**PROBLEM DESCRIPTION**
Rewrite the passage of the DVC rates discussion from "The idea that" to "exactly the same.", replacing "Concierge Collection" with "Concierge program".

**TEXT**
□ □ □ □
True, was more pointing out that the numbers varied with the view but since we don't know what room is usually given to DVC members, it's hard to compare exactly.
PamOKW
08-28-2001, 10:23 PM
I agree that the Lagoon View is the room most comparable to what DVC members have gotten in the past.
When you did the day-by-day comparison did you adjust for the slight changes in DVC seasons by date? It really doesn't matter....we don't need to get so specific. Bottom-line, there are major increases in the program unlike anything in the history of DVC.
The idea that the rate DVC rented a room decreased (as did all WDW resort rooms) in 2001 but DVC still paid an agreed to higher rate to Disney for their rooms makes sense. At first....
If that is true, then why didn't the Concierge Collection change drastically? There are some fluctuations and changes of seasons, views, etc. but there are no 30%, 40%, 100% jumps. In some cases, the rates remain exactly the same.
□ □ □ □
**RECORD EXCERPTS**
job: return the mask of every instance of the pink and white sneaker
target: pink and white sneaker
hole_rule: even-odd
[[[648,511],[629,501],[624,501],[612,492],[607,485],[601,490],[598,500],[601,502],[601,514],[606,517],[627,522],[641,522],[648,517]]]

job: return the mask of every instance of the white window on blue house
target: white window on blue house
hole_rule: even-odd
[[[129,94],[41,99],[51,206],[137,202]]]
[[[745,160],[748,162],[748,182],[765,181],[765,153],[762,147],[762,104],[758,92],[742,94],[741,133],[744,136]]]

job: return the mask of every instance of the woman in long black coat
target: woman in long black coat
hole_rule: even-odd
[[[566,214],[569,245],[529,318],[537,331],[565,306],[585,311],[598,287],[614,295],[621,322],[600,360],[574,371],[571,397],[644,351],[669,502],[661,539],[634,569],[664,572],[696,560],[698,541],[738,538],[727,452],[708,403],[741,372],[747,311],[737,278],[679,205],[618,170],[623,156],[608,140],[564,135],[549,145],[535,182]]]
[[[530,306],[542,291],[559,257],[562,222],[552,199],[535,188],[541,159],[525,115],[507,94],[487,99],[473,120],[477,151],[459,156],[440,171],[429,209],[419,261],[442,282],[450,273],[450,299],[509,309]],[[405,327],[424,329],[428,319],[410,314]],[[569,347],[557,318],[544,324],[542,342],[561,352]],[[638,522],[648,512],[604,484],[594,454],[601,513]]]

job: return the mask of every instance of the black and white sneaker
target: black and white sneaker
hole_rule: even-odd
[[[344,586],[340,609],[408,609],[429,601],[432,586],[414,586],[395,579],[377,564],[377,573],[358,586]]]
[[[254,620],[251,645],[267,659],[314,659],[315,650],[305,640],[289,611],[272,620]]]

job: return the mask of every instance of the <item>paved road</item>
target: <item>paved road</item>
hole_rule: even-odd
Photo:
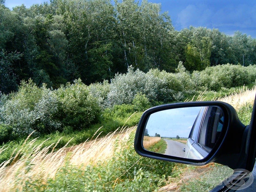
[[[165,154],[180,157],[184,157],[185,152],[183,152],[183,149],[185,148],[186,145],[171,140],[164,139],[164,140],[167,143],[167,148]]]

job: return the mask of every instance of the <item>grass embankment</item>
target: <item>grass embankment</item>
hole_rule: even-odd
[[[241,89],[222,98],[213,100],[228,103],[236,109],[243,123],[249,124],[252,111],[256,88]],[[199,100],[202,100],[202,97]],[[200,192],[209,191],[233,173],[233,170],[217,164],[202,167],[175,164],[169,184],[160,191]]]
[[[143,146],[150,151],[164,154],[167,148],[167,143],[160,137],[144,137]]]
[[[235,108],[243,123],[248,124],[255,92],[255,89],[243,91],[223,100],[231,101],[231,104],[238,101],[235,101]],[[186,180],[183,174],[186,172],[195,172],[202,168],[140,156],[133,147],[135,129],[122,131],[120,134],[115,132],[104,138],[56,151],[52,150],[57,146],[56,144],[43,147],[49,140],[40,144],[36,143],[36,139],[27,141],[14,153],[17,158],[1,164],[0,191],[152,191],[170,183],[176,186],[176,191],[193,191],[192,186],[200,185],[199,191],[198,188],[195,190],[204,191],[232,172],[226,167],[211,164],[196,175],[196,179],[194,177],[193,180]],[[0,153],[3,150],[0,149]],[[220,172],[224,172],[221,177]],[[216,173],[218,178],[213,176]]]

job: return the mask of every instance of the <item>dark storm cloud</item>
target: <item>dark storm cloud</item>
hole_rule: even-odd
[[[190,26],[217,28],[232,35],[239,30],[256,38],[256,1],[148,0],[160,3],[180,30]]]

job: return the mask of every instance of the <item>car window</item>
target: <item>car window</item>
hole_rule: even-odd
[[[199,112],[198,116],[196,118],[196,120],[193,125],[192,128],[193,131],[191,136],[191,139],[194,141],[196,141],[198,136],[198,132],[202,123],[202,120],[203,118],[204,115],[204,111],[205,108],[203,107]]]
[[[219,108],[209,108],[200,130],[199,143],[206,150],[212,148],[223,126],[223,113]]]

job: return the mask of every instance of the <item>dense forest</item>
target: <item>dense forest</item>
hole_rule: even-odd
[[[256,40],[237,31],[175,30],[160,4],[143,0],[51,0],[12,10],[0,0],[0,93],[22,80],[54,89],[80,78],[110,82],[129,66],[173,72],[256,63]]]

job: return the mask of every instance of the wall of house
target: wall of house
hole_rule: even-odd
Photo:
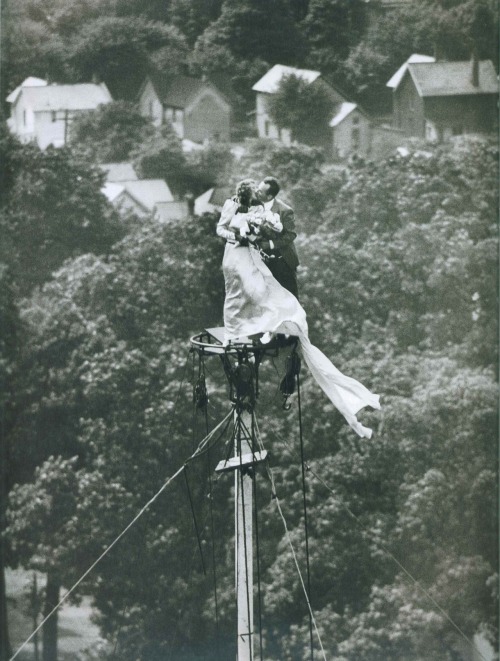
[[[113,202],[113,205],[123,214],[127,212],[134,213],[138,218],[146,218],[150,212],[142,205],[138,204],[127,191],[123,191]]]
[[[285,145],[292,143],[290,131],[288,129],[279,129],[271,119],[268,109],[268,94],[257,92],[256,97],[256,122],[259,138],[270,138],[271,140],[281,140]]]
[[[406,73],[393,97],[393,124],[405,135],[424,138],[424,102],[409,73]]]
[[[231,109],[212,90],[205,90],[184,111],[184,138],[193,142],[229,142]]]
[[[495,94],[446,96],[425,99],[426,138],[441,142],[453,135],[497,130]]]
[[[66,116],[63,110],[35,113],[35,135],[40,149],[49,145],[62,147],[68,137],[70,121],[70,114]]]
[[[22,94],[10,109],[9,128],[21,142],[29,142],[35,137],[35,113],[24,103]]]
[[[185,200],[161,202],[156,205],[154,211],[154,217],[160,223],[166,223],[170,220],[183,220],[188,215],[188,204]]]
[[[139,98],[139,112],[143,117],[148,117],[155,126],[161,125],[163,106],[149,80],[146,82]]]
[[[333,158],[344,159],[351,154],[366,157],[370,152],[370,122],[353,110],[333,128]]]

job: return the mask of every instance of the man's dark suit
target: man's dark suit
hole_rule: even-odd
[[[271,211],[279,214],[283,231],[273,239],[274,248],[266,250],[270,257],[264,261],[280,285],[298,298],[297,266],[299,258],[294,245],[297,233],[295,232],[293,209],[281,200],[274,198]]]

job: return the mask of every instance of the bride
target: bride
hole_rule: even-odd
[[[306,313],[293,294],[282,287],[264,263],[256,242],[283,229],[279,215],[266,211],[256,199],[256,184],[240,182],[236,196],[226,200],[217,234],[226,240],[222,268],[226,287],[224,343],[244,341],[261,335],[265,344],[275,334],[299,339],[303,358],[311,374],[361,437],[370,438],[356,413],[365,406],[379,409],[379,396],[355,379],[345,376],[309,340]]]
□ □ □ □
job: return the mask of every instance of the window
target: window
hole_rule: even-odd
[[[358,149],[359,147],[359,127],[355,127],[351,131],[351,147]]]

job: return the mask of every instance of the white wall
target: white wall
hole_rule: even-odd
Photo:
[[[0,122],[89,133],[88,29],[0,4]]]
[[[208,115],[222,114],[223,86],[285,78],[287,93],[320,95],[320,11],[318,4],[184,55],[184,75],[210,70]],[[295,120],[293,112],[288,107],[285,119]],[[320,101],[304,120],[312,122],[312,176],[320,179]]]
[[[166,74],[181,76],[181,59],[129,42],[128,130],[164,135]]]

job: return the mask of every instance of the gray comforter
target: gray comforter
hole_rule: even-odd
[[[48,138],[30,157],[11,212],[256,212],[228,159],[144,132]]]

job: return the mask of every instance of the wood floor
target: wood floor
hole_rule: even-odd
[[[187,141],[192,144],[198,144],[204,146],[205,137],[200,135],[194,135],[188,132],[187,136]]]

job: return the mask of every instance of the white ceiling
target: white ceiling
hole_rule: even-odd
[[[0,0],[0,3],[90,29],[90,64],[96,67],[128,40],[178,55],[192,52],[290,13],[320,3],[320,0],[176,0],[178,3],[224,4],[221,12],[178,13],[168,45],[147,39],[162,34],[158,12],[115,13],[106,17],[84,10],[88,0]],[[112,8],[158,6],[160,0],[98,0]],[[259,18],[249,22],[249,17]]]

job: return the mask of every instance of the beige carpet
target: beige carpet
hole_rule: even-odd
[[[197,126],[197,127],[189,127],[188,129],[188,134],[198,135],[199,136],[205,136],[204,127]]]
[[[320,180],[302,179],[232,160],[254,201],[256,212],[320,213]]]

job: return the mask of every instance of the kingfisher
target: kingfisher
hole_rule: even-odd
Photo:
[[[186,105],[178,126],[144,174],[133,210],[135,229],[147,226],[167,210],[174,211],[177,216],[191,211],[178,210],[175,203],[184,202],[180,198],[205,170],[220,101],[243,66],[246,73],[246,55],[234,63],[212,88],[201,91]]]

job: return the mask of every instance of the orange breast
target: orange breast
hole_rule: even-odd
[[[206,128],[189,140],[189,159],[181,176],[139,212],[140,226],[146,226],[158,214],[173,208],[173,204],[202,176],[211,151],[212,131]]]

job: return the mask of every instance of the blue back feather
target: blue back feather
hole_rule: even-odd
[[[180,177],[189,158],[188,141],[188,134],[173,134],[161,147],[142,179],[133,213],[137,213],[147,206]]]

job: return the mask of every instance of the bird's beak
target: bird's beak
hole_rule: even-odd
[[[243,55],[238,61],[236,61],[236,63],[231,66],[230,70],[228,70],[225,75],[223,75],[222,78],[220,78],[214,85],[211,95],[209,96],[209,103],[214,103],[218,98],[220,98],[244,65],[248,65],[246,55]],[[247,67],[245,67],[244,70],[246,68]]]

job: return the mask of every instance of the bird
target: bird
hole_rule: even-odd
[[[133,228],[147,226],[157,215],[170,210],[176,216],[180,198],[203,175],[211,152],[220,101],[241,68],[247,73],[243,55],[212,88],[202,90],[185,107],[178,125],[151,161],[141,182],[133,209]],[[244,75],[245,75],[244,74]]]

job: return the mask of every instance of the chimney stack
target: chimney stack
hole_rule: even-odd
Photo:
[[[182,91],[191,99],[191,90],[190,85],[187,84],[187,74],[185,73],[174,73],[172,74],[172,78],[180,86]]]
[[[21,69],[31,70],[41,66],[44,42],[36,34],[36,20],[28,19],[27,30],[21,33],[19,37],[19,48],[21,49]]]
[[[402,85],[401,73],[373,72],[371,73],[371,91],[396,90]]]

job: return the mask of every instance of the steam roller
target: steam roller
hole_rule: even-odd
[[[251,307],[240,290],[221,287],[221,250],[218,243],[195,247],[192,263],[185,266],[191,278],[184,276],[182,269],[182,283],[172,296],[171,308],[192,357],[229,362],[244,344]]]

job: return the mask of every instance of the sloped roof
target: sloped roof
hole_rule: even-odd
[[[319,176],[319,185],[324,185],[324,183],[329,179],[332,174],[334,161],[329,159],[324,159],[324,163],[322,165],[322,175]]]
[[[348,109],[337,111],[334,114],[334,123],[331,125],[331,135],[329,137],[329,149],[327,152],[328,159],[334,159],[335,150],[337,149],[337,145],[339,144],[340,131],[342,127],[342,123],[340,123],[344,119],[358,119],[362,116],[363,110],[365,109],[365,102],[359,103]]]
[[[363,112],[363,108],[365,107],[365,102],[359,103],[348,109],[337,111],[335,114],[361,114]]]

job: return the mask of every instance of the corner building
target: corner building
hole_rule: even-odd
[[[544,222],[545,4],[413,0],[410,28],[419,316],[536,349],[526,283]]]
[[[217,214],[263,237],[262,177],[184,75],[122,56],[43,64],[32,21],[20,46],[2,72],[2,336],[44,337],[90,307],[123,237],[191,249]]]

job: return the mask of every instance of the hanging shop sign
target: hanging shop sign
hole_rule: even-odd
□ □ □ □
**SOLUTION FOR THIS PROBLEM**
The idea that the rate DVC rented a room decreased (as did all WDW resort rooms) in 2001 but DVC still paid an agreed to higher rate to Disney for their rooms makes sense. At first....
If that is true, then why didn't the Concierge program change drastically? There are some fluctuations and changes of seasons, views, etc. but there are no 30%, 40%, 100% jumps. In some cases, the rates remain exactly the same.